━━ ENTRIES SUPPLIED
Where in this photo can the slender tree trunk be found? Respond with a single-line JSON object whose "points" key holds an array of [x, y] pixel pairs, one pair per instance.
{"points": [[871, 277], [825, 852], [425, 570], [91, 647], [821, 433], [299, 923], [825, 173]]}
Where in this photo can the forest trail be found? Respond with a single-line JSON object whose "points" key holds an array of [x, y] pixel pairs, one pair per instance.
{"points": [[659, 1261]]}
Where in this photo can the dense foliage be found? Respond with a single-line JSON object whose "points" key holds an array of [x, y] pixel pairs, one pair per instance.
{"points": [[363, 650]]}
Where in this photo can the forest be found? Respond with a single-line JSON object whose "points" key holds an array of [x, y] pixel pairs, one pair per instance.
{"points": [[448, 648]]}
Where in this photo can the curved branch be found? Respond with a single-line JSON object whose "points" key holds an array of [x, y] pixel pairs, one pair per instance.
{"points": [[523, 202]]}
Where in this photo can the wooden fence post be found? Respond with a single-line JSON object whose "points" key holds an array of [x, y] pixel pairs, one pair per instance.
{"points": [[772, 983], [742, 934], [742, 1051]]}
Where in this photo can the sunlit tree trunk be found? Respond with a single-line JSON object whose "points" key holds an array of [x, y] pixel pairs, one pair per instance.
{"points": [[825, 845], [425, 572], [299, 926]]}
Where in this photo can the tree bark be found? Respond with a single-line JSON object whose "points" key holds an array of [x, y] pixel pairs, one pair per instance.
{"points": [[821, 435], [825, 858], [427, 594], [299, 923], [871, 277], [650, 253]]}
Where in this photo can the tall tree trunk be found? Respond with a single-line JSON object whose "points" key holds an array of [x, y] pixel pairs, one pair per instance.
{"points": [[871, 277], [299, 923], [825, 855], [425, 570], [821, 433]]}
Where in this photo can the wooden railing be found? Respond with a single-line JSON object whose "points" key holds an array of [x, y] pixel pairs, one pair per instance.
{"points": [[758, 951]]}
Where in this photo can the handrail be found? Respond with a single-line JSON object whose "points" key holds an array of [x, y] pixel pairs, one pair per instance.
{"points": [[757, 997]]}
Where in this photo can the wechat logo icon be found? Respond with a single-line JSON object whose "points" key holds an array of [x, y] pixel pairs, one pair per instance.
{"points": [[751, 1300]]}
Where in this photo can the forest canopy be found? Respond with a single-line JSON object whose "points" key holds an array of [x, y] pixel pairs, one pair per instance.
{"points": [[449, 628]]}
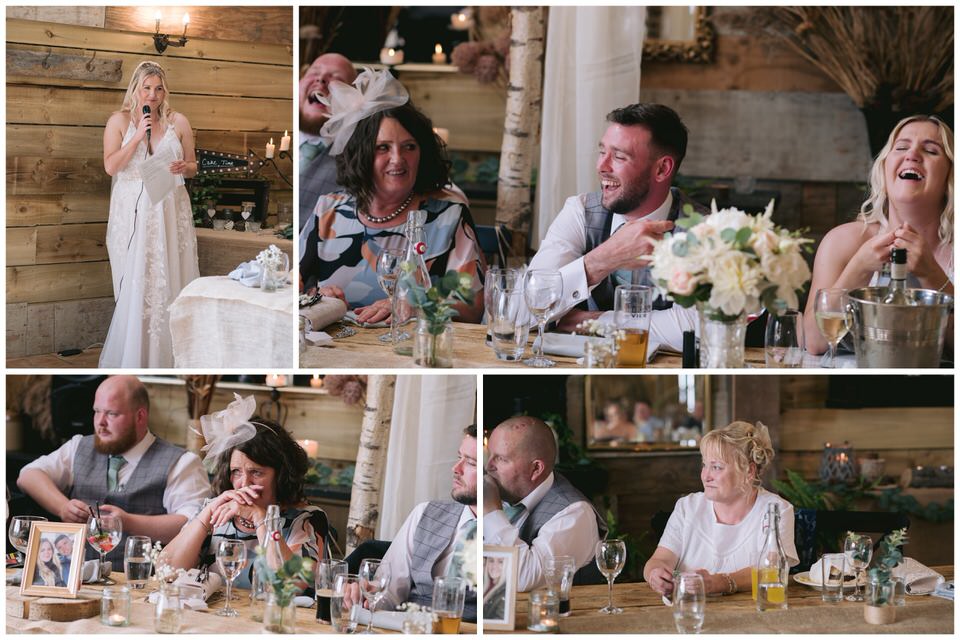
━━━━
AIM OF THE TASK
Transcribe the data exactly and leave no picture in the copy.

REPLY TO THE TASK
Where in this photo can the slender tree trunk be found? Respond with a single-line JSON object whose "points" key holds an array of [x, y] pixel pairs, one pair per instance.
{"points": [[871, 277], [825, 852], [425, 570], [91, 647], [821, 433], [299, 923], [825, 173]]}
Where in this photo can the forest trail be found? Respond with a single-line JSON object whose "points" key holds an array of [x, y] pixel pairs, one pair per instance.
{"points": [[659, 1261]]}
Where in this photo can the dense foliage be found? Respond with a single-line JSON object whose "points" key holds an array of [x, y] pixel pairs, one pair per instance.
{"points": [[363, 650]]}
Where in this photo can the forest be found? Respond with a single-line JSON object whose "points" key holds an array of [x, y] pixel pairs, one pair per instance.
{"points": [[448, 648]]}
Where in this photo can the curved branch be found? Respond with a single-line JSON object whose "points" key holds an array of [x, y] pixel pairs, one pair per instance.
{"points": [[523, 202]]}
Where in this photo can the wooden fence post be found? Respond with a single-line JSON object whose "points" key holds an array of [x, y] pixel pairs, one pair per instance.
{"points": [[772, 983], [742, 934], [742, 1051]]}
Where in this photo can the sunlit tree trunk be found? Respond with a single-line JSON object whose "points" key holds an array of [x, y] pixel pairs, one pair per instance.
{"points": [[825, 845], [425, 572], [299, 926]]}
Where in this photo can the tree bark be found? Respond with a single-line JSON object whose "points" key holds an array of [x, y] pixel pairs, one pair per instance.
{"points": [[821, 435], [825, 858], [427, 594], [299, 923], [871, 277], [650, 253]]}
Where in this photo can the tall tree trunk be found? Respond with a single-line JSON object whose "points" key holds an array of [x, y] pixel pairs, one pair per instance.
{"points": [[871, 277], [299, 923], [825, 855], [425, 570], [821, 433]]}
Where in this photo can the wooden railing be found? Respond with a single-line JSON object whose "points" key holds an array of [x, y] pixel pairs, one pair per instance.
{"points": [[758, 951]]}
Where in this photo can the handrail be found? Respond with a single-line JSON object whose "points" key holds an array of [x, y] pixel pairs, one pair per instance.
{"points": [[757, 997]]}
Where in this photo can the wechat logo icon be found? Respond with a single-line JSON object whose "points" key holds an array of [x, y] pixel pairs, one pair per instance.
{"points": [[751, 1300]]}
Where in this photo can the forest canopy be found? Respond with a single-line JSON object whose "points" key holds an array of [x, y] pixel pairs, one pair per instance.
{"points": [[449, 628]]}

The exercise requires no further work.